TEXT BLOCK »
So my question’s do you being a successful team lead and rainmaker and everything for kW, have you seen agents on your team kind of battle those same things, and are there any tips or practice mindset shifts that you’ve seen them implement to kind of break through that and go kill it basically?

David:
Now, was that both of the areas you’re stuck, or was that one of them?

Michael:
So, that was one. I guess the other area, sorry, is I’m also trying to get into commercial real estate. And I was kind of curious, but you have experienced in the commercial world dealing with brokers and kind of what makes them good or bad or valuable and kind of what maybe a newer commercial person could bring to someone like yourself and actually be a value and not just be like kind of another person running around trying to sell commercial real estate, basically.

David:
Okay, these are great questions. Let’s start with the first one. You may need to remind me of the second one after I answer it. If I can sum up what I’m hearing you say for your original challenges, you’re an agent and you’ve been told what to do, it’s stop worrying about the tasks that come across your desk and force yourself to be disciplined and focus on dollar producing activities like lead generation, talking to people, getting belly to belly, getting on the phone. Is that more or less the case?

Michael:
Yeah, absolutely. 100%.

David:
Anything I’m missing there?

Michael:
No, no, that’s it.

SET TASK 1 »
Please tally how many lines of the records below contain the word "reflection", and give only that number.

RECORDS FOR THIS TASK »
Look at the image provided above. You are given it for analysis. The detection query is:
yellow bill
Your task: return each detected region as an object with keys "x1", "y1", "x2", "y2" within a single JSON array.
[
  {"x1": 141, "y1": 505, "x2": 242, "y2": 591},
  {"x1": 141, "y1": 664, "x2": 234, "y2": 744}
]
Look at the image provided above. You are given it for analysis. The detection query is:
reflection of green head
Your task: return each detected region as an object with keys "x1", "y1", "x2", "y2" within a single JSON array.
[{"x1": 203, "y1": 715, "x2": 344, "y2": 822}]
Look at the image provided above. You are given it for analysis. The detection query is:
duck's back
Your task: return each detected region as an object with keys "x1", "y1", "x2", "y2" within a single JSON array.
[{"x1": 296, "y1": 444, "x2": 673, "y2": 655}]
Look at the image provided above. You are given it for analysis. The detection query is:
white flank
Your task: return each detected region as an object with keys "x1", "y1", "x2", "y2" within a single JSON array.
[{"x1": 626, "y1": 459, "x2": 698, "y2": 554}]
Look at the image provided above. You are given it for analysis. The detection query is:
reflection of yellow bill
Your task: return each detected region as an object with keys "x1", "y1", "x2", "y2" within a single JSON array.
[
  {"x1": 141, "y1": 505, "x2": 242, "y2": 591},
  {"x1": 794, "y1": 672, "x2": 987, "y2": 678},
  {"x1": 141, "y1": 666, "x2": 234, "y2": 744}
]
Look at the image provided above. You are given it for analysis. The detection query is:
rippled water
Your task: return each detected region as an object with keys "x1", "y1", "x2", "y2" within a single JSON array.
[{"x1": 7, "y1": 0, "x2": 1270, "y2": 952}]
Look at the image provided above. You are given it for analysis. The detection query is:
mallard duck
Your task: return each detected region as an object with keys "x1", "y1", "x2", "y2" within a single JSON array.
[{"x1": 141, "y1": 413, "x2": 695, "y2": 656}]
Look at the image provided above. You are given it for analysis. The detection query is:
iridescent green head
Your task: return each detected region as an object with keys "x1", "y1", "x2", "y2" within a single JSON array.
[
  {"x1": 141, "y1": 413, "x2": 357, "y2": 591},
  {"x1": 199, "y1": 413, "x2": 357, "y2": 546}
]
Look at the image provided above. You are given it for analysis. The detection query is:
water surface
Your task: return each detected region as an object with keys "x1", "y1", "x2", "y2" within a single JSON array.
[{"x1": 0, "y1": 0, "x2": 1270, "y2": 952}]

SET TASK 2 »
Summarize the transcript in two sentences.

FULL SOLUTION 1 »
2

FULL SOLUTION 2 »
Michael asks David whether agents on his team have battled the same things and what tips or mindset shifts helped them break through, and he also asks what makes commercial brokers valuable and what a newer commercial person could bring, since he is trying to get into commercial real estate. David starts with the first question and sums up Michael's challenge as needing to stop worrying about the tasks on his desk and focus on dollar producing activities like lead generation, and Michael confirms that is the whole of it.